* TEXTE PRÉSENTÉ:
####################

16. L'ASFC soutient également que les éléments de preuve n'appuient pas l'argument de Wolseley selon lequel il y a eu une « non-décision » ou un refus de décider de la part de l'ASFC, mais qu'elle a au contraire constamment indiqué son intention de rendre une décision aux termes du paragraphe 60(4) de la Loi. L'ASFC soutient que les faits en l'espèce se distinguent de ceux dans Frito-Lay Canada, Inc. c. Président de l'Agence des services frontaliers du Canada6, où le Tribunal s'est saisi de la plainte car aucune décision n'avait été rendue jusqu'à la tenue de l'audience.

17. L'ASFC n'a pas abordé directement la question de savoir s'il y a effectivement eu un retard ne respectant pas les exigences de la Loi en matière de délai ou la question connexe des conséquences, le cas échéant, de ne pas avoir respecté ce délai.

18. L'ASFC avance qu'un importateur mécontent d'un présumé défaut de rendre une décision dans les délais impartis peut faire une demande à la Cour fédérale pour obtenir un mandamus enjoignant l'ASFC de rendre une décision aux termes du paragraphe 60(4) de la Loi, mais ne peut interjeter appel aux termes de l'article 67 en se fondant sur une décision préliminaire, le Tribunal se substituant ainsi à l'ASFC en tant que décideur aux termes de l'article 60.

####################

* CONSIGNE:
Reproduisez intégralement, mot pour mot, l'extrait sur les arguments de l'ASFC. Les données ne sont d'aucune utilité pour ce travail.

* LISTE DES DONNÉES:
####################

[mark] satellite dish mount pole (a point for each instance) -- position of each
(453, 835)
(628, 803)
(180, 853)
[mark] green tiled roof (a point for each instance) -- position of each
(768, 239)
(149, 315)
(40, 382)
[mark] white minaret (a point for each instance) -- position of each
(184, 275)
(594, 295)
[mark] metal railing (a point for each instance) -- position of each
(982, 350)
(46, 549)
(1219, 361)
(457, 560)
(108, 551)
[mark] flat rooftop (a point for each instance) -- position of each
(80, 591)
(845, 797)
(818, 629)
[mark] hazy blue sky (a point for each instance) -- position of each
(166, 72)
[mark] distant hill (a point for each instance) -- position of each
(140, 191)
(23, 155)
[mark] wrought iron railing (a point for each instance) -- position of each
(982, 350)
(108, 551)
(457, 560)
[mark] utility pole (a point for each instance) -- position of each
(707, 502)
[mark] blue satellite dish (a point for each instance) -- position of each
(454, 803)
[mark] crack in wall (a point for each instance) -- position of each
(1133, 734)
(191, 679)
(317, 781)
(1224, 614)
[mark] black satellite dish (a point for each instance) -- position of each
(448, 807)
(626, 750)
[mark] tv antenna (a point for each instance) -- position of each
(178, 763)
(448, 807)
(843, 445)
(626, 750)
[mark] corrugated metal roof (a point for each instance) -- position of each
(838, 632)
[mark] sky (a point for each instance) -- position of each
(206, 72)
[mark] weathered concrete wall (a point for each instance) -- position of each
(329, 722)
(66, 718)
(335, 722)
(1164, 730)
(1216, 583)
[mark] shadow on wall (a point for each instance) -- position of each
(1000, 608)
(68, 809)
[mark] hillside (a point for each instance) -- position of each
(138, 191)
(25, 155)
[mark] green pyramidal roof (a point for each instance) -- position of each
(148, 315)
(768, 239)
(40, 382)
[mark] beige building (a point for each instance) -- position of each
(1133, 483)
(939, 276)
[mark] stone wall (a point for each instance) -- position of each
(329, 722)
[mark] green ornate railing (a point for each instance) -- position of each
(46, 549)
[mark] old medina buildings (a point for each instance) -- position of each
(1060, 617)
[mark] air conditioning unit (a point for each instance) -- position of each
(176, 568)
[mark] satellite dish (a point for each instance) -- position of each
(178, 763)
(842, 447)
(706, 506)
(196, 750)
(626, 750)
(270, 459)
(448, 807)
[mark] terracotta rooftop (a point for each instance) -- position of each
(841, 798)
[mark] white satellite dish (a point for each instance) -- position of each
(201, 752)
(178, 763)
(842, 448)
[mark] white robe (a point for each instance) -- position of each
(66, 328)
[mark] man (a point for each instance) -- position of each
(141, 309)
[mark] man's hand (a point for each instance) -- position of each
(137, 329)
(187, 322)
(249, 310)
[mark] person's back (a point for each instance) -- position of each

####################

* RÉPONSE RÉDIGÉE:
16. L'ASFC soutient également que les éléments de preuve n'appuient pas l'argument de Wolseley selon lequel il y a eu une « non-décision » ou un refus de décider de la part de l'ASFC, mais qu'elle a au contraire constamment indiqué son intention de rendre une décision aux termes du paragraphe 60(4) de la Loi. L'ASFC soutient que les faits en l'espèce se distinguent de ceux dans Frito-Lay Canada, Inc. c. Président de l'Agence des services frontaliers du Canada6, où le Tribunal s'est saisi de la plainte car aucune décision n'avait été rendue jusqu'à la tenue de l'audience.

17. L'ASFC n'a pas abordé directement la question de savoir s'il y a effectivement eu un retard ne respectant pas les exigences de la Loi en matière de délai ou la question connexe des conséquences, le cas échéant, de ne pas avoir respecté ce délai.

18. L'ASFC avance qu'un importateur mécontent d'un présumé défaut de rendre une décision dans les délais impartis peut faire une demande à la Cour fédérale pour obtenir un mandamus enjoignant l'ASFC de rendre une décision aux termes du paragraphe 60(4) de la Loi, mais ne peut interjeter appel aux termes de l'article 67 en se fondant sur une décision préliminaire, le Tribunal se substituant ainsi à l'ASFC en tant que décideur aux termes de l'article 60.